__What you need to do__. Put every line of the material below into a JSON list of strings, with one string per line and no blank lines. Leave the pictures out.

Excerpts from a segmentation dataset

--- START ---

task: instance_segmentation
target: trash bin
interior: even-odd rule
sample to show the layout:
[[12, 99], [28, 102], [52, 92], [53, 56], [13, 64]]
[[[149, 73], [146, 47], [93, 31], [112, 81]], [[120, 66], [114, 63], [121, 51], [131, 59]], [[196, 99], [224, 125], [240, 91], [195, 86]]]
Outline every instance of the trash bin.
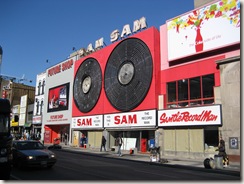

--- END ---

__Exercise response__.
[
  "task: instance_segmentation",
  "target: trash bin",
  "interior: even-odd rule",
  "sample to show the layout:",
  "[[12, 99], [28, 102], [52, 92], [53, 56], [13, 64]]",
  "[[[149, 73], [146, 47], [93, 31], [112, 81]], [[120, 66], [114, 63], [121, 51], [131, 59]], [[196, 99], [224, 125], [240, 91], [195, 86]]]",
  "Outline every instance of the trash bin."
]